Description of the task:
Quote the listing below word for word, reproducing every line in full and in order.

Recorded data:
— START —

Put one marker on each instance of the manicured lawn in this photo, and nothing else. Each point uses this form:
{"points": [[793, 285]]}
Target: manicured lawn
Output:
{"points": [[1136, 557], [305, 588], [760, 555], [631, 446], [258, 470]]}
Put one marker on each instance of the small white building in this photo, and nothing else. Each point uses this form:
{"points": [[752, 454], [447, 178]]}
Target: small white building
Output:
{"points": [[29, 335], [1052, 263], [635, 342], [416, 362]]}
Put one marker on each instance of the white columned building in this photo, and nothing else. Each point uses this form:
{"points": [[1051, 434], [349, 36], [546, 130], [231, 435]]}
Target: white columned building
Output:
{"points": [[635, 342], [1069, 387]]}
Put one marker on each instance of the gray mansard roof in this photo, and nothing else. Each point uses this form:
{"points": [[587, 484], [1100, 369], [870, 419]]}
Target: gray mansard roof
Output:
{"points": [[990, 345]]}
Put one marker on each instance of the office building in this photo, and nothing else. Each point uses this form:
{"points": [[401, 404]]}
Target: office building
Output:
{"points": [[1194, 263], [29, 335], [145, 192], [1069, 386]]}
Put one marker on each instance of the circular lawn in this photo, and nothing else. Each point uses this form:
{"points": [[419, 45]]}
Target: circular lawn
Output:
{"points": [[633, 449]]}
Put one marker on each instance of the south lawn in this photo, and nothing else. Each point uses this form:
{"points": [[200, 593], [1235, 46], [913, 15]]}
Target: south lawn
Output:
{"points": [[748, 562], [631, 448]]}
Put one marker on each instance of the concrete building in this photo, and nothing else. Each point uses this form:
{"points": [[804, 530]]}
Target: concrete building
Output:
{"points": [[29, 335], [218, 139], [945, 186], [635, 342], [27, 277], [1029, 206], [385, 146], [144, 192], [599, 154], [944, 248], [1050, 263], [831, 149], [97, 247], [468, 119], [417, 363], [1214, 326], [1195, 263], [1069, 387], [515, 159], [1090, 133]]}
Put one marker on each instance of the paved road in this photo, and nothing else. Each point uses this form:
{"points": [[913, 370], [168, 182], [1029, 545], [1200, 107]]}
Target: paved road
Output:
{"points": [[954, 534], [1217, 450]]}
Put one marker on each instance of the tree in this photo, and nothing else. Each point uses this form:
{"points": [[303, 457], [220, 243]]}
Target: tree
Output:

— END —

Finished task:
Put one marker on each instance of the manicured lawn in this photo, and nothing else. Each point uses this form:
{"points": [[793, 285]]}
Target: manicured lawn
Output:
{"points": [[1136, 557], [305, 588], [760, 555], [631, 446], [258, 470]]}
Put one marker on each instance of the small white building in this photo, and nothing else. Each point uses this form:
{"points": [[752, 454], [447, 178]]}
Target: small white building
Output:
{"points": [[29, 335], [1052, 263], [635, 342], [416, 362]]}
Put one marker on each instance of the white columned building in this photo, and nothing else. Each point uses this form:
{"points": [[1051, 434], [349, 36], [546, 130], [231, 435]]}
Target: white columned building
Output:
{"points": [[635, 342], [1069, 387]]}
Put one marker on each instance of the gray mansard roof in this photo, and nothing else. Each point uses this form:
{"points": [[587, 484], [1100, 369], [870, 419]]}
Target: gray mansard roof
Output:
{"points": [[990, 345]]}
Put one marker on each instance of the office building in this photo, and nothing else. Each point uses this form:
{"points": [[401, 404]]}
Target: office building
Output:
{"points": [[1194, 263], [29, 335], [145, 192], [1069, 386]]}
Put one marker on each instance of the circular lawn in this photo, and nothing else. Each point uses this form:
{"points": [[419, 45]]}
Target: circular lawn
Output:
{"points": [[633, 449]]}
Put one marker on each instance of the south lawn in this photo, and nothing else. Each point uses this form:
{"points": [[200, 593], [1235, 46], [913, 15]]}
Target: south lawn
Output:
{"points": [[748, 562], [631, 448]]}
Put one marker on each instance of the concrete building in this photo, and nothing else. Each point uses this form:
{"points": [[804, 530]]}
Target: concrete building
Output:
{"points": [[29, 335], [218, 139], [945, 186], [635, 342], [27, 277], [1029, 206], [385, 146], [144, 192], [599, 154], [944, 248], [1050, 263], [831, 149], [97, 247], [468, 119], [417, 363], [1214, 326], [1195, 263], [1069, 387], [515, 159], [1090, 133]]}
Put one marker on each instance of the paved road in this photo, and nothing else. Each point uses this form:
{"points": [[913, 370], [168, 182], [1029, 545], [1200, 107]]}
Target: paved road
Output:
{"points": [[954, 534], [1217, 450]]}
Put one marker on each instance of the tree in this photo, and nothing else. Each point uses this form:
{"points": [[303, 457], [220, 243]]}
Target: tree
Output:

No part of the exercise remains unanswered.